**Dataset rows**
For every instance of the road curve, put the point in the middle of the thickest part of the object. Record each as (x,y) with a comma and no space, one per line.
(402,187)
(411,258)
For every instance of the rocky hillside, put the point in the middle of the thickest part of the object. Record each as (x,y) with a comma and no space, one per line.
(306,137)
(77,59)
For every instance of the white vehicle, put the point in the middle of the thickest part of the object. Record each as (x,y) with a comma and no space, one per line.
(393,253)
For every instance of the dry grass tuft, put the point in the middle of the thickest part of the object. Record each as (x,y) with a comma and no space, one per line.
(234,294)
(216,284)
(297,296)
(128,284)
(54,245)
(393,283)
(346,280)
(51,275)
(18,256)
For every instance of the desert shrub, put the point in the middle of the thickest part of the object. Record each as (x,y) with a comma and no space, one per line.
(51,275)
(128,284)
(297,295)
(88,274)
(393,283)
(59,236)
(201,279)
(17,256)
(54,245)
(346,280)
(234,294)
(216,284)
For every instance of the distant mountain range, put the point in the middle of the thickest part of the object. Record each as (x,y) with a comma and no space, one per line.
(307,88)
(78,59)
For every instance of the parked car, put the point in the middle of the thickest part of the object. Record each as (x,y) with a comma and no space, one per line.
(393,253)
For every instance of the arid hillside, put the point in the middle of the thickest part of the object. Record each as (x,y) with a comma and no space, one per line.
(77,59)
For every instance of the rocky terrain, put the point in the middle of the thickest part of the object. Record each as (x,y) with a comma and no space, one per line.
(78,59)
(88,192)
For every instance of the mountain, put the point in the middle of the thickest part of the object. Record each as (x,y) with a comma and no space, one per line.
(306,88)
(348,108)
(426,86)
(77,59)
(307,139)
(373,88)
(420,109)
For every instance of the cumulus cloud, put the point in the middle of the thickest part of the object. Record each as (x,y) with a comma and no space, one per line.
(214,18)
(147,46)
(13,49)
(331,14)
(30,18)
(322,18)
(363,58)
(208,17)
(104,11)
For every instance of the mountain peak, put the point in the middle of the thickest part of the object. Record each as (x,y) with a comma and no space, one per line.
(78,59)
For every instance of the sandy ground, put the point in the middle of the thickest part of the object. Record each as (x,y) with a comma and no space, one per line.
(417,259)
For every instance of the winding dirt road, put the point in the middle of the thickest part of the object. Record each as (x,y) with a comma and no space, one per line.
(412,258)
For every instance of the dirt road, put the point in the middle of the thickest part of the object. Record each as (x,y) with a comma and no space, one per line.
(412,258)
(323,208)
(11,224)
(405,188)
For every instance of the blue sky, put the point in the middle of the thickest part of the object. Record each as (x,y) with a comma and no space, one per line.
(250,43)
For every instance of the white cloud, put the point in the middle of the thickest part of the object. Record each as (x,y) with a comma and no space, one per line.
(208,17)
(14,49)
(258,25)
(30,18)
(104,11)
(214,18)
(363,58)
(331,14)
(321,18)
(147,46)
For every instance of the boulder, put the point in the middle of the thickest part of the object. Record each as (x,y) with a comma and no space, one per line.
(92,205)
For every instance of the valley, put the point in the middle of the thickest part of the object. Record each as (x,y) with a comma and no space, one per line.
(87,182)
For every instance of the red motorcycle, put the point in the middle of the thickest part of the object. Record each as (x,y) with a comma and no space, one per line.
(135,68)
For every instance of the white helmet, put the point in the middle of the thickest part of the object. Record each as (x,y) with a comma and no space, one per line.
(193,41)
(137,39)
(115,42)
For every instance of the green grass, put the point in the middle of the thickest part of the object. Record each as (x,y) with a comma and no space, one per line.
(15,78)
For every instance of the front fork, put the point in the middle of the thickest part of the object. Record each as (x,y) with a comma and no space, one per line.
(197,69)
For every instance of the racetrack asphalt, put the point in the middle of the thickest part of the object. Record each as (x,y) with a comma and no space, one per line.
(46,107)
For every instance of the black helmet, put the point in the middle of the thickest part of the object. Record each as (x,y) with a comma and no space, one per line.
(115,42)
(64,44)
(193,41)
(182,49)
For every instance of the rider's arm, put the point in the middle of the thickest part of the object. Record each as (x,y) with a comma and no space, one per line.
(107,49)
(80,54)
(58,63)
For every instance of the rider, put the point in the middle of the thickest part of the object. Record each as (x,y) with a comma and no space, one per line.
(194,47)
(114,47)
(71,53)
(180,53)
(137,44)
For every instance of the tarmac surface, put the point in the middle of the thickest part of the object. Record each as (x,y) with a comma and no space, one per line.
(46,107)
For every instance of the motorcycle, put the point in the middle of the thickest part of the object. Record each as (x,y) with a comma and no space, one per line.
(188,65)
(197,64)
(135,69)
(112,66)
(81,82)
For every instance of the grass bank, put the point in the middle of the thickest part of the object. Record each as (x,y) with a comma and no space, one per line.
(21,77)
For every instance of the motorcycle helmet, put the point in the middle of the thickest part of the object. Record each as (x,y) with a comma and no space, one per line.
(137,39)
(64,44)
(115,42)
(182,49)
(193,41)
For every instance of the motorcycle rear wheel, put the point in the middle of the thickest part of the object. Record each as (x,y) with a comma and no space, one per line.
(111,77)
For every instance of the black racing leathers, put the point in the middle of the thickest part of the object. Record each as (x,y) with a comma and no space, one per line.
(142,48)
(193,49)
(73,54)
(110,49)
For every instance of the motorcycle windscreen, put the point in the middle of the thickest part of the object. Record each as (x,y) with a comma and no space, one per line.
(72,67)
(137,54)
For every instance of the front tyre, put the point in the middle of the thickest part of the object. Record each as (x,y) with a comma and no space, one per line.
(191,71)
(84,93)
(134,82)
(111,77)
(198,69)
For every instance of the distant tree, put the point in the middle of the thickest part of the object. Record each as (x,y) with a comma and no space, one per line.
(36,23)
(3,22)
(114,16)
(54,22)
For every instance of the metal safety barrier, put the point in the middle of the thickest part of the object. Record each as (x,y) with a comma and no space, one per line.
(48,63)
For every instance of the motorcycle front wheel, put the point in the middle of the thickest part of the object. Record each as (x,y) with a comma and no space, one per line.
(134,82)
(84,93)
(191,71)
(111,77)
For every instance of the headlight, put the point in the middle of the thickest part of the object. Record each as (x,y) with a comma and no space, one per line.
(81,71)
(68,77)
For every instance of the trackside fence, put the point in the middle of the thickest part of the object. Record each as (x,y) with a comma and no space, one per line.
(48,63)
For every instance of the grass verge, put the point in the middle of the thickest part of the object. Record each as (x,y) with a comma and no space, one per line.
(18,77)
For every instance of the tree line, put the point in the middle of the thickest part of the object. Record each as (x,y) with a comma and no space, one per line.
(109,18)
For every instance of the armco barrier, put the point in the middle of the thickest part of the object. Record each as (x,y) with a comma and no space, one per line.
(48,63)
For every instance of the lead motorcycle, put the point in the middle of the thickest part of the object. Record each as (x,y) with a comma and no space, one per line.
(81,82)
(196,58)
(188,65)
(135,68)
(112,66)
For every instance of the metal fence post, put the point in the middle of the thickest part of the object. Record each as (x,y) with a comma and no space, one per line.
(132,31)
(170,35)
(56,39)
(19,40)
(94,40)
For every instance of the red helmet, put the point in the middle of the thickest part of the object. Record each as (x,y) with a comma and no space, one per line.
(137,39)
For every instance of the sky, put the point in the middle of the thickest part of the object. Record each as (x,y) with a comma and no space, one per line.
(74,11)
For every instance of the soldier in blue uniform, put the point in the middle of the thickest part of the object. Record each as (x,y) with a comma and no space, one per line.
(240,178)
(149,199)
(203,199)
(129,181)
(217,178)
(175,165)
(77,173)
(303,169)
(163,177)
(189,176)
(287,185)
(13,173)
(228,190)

**What the exercise asks**
Write the lines out verbatim, from the one with "For every instance of the metal fence" through the last line of the entries, and stop there.

**Result for this exercise**
For every instance of the metal fence post, put the point in the middle of the thickest part of the object. Record each as (x,y) with a comma and no space, one per line.
(132,31)
(170,35)
(56,39)
(19,40)
(94,40)
For every instance of the red helmet, put the point in the middle of the thickest part of the object. Record each as (x,y) with a comma and no space, one per line.
(137,39)
For every instance of the sky, put the point in the middle of the thickest part of the object. Record each as (x,y) with a comma and no space, one per line.
(74,11)
For every instance of the soldier in blue uniform, put the point in the middle of the thickest part of the object. Record each as (x,y) with a comma and no space, one per line.
(240,178)
(149,199)
(203,199)
(129,181)
(217,178)
(175,165)
(77,173)
(303,169)
(163,177)
(189,176)
(287,185)
(13,173)
(228,190)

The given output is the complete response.